— start Text provided —

The 100:1 engines were basically forced upon engineering as a marketing ploy to gain market share. The 100:1 mixture was rolled back to a 50:1 mixture do to corrosion issues that started surfacing during off-season storage. Dealer bulletins were sent out to pull the 100:1 stickers off engines and notify customers to change to a 50:1 mixture. 
As I said in an earlier post there were no changes to the exhaust housing to allow for a better exhaust flow. Changes were made to go to a different trim system and lower pan system. 
You would do well to quit putting your guesses down in writing as fact should someone take your word for it and make changes to their engine based on a guess rather than fact.


----------



## earl60446 (Sep 3, 2018)

I doubt you will get 41 mph. I have the same motor, 48 spl johnson and 560 lb boat, so very similar to yours and my top speed is 31 mph.
JFYI Tim


----------



## tinskin (Sep 3, 2018)

If I ever touched 35 I would be tickled. I do have a real nice 70 that I thought about swapping before I replaced the carbs , I thought maybe it would hit mid 40's then. Overall I am happy with the way the boat runs now, I haven't tried but I think it would pull up a skier as is, and planes almost instantly. Being able to achieve top speed at lower rpm might be a good thing at the gas pump too. How long it lives?, time will tell. I did pick up a flapper wheel today, I will clean the edges up and see if it makes a difference.


----------



## Stumpalump (Sep 3, 2018)

Drop your motor mounting height to keep the trim height and loose the cavitation rpm. My 48 SPL runs out like yours does then I put a 19p OMC stainless on it. All the mods and numbers are in this thread.
https://www.tinboats.net/forum/viewtopic.php?f=3&t=43165&hilit=Bayrunner&start=0


----------



## tinskin (Sep 3, 2018)

Thanks for sharing that, good to know there is a steeper prop out there. My motor has brackets and OMC accessories trim switch, and wiring, I was told this used an electric actuator, I have not been able to find any further info on it though.


----------



## BillPlayfoot (Oct 15, 2018)

The prop on my 1989 48SPL is a 12 X 17 and according to my GPS does 30.3 mph on my 18 foot AceCraft. I'm happy with that.


----------

— end Text provided —

→ **Brief A**
In the entries, rewrite the stretch from "job: give the outline of every instance of the green" through "M89 167L80 167L78", swapping "green tree" for "pine tree" and leaving everything else the same.

— start Information supplied —

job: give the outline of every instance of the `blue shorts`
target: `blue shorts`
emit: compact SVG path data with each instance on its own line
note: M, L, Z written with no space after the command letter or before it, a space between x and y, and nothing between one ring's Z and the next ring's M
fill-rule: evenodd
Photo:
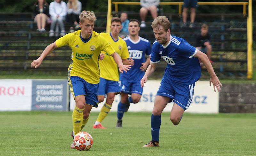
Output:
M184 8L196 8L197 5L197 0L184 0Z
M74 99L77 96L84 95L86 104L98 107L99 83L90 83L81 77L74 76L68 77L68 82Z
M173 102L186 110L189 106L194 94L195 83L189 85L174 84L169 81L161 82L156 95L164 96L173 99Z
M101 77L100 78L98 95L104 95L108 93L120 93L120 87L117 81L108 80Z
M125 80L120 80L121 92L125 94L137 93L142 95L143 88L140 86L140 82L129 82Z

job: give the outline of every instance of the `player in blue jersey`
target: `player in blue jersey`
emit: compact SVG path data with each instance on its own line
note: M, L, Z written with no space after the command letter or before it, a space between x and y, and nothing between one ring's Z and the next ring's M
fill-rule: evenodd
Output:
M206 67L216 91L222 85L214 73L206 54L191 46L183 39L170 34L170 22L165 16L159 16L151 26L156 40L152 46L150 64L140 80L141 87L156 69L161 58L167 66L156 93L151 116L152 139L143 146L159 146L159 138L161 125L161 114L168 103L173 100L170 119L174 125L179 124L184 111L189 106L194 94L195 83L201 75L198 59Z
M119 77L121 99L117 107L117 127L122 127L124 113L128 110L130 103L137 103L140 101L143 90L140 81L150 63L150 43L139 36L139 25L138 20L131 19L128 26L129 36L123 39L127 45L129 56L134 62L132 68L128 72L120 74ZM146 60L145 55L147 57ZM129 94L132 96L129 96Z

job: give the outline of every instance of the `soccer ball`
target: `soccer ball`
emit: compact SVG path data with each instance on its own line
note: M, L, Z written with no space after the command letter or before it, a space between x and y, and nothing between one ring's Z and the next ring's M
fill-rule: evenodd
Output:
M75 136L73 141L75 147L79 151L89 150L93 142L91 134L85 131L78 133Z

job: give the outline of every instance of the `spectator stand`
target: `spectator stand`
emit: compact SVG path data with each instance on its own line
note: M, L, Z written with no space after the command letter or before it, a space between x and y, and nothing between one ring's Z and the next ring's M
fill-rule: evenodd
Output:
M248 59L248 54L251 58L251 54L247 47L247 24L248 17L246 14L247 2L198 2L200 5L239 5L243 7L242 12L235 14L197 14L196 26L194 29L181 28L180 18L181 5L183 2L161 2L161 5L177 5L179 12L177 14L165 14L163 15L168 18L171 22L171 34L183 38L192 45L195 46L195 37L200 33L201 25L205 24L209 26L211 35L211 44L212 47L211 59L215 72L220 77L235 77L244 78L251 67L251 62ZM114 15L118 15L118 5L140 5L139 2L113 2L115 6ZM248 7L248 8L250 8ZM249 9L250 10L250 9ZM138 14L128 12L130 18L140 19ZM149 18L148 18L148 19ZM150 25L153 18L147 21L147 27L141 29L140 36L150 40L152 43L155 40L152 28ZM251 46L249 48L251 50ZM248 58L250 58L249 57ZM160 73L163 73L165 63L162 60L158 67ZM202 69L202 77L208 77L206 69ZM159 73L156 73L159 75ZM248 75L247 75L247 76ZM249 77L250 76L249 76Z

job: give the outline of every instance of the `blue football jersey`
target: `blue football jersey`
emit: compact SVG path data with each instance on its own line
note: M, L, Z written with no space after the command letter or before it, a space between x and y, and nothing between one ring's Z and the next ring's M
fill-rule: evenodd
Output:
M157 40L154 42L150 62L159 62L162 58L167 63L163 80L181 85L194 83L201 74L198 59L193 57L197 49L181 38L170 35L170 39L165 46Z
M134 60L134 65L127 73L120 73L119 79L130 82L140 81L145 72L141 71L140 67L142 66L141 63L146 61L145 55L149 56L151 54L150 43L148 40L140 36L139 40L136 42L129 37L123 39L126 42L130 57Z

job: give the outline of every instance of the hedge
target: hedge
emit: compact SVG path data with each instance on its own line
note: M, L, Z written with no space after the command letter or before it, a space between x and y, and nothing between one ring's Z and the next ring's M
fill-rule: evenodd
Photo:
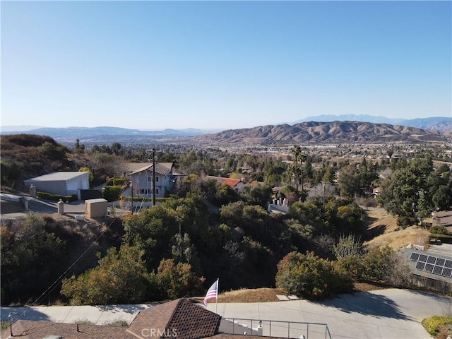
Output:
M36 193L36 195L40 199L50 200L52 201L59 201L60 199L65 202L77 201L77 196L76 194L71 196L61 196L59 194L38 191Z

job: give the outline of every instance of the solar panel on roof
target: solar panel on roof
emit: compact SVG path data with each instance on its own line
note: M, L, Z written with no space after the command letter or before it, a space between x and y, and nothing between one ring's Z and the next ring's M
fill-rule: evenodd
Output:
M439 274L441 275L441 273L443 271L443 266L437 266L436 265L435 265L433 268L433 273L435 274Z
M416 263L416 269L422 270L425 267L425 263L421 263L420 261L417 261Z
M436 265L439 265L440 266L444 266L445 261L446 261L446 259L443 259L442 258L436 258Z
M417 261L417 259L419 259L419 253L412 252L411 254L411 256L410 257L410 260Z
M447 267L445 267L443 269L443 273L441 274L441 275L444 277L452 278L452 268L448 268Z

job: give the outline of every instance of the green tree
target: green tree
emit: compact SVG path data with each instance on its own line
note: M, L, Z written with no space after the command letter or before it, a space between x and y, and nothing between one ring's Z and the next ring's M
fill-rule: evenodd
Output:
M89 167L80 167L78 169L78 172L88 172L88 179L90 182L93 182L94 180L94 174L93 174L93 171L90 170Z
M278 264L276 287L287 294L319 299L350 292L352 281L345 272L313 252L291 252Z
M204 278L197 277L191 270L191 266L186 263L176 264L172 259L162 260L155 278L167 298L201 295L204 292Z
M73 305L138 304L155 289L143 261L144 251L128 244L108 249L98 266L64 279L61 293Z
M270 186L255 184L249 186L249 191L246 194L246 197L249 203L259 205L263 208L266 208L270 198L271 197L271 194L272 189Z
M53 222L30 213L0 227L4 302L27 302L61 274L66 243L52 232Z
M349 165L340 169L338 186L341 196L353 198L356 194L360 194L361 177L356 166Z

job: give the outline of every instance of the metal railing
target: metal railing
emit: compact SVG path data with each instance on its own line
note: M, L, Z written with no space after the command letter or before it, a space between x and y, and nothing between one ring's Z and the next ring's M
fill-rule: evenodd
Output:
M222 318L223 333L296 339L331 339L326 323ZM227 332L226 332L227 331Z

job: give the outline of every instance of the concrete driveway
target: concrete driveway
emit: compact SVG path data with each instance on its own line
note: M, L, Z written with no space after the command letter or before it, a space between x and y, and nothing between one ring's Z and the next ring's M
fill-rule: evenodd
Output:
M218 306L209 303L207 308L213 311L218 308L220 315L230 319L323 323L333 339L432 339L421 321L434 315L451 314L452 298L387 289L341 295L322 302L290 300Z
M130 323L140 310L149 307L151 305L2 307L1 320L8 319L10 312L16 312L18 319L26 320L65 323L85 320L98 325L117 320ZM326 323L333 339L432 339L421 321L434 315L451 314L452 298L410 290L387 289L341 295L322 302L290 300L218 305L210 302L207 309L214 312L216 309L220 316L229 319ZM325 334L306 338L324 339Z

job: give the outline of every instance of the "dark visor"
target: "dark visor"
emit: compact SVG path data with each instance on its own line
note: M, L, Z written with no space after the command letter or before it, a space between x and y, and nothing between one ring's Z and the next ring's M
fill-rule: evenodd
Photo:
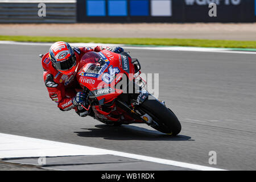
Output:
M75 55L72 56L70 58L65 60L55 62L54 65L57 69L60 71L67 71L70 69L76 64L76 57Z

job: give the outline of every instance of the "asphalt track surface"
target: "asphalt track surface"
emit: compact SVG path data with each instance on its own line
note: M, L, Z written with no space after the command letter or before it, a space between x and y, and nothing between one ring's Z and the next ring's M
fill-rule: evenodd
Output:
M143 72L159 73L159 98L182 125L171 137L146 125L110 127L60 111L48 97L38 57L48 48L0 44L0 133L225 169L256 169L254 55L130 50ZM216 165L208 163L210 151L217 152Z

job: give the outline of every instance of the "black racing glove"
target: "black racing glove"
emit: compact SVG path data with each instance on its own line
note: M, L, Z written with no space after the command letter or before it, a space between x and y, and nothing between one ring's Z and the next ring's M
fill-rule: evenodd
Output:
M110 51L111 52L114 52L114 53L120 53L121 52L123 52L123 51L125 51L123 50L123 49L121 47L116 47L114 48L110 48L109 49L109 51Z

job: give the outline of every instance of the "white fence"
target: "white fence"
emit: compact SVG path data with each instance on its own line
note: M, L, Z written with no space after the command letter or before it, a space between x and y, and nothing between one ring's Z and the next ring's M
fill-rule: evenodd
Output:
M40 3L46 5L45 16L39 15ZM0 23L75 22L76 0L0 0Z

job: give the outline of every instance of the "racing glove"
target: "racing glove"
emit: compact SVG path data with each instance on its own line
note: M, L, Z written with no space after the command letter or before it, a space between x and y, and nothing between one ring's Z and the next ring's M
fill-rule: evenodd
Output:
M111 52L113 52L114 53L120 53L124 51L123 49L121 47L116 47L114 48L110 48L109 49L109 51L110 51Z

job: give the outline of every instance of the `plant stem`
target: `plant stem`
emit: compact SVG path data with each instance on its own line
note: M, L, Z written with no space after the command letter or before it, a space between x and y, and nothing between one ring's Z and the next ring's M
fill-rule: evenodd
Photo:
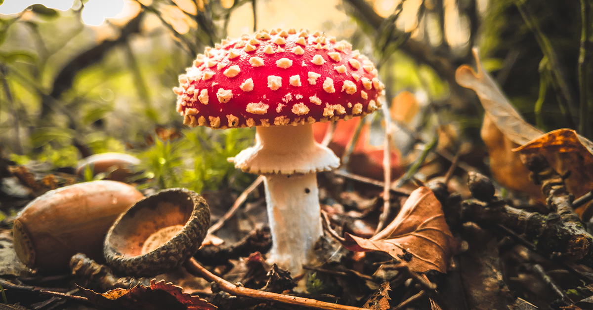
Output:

— end Information supplied —

→ **Brief B**
Which usernames appear in the post headers of the forum thread about outboard motors? Give each one only once.

→ **Written answer A**
job: give the outline of every instance of the pine tree
target: pine tree
emit: compact SVG path data with each instance on its own line
note: M, L, Z written with no space after the command letter or before it, a space between x and y, and nothing between one ring's Z and the next ring's M
fill-rule: evenodd
Output:
M89 167L80 167L78 169L78 172L88 172L88 179L90 182L93 182L94 180L94 174L93 174L93 171L90 170Z

→ **Written answer B**
earl60446, tinskin, Stumpalump, BillPlayfoot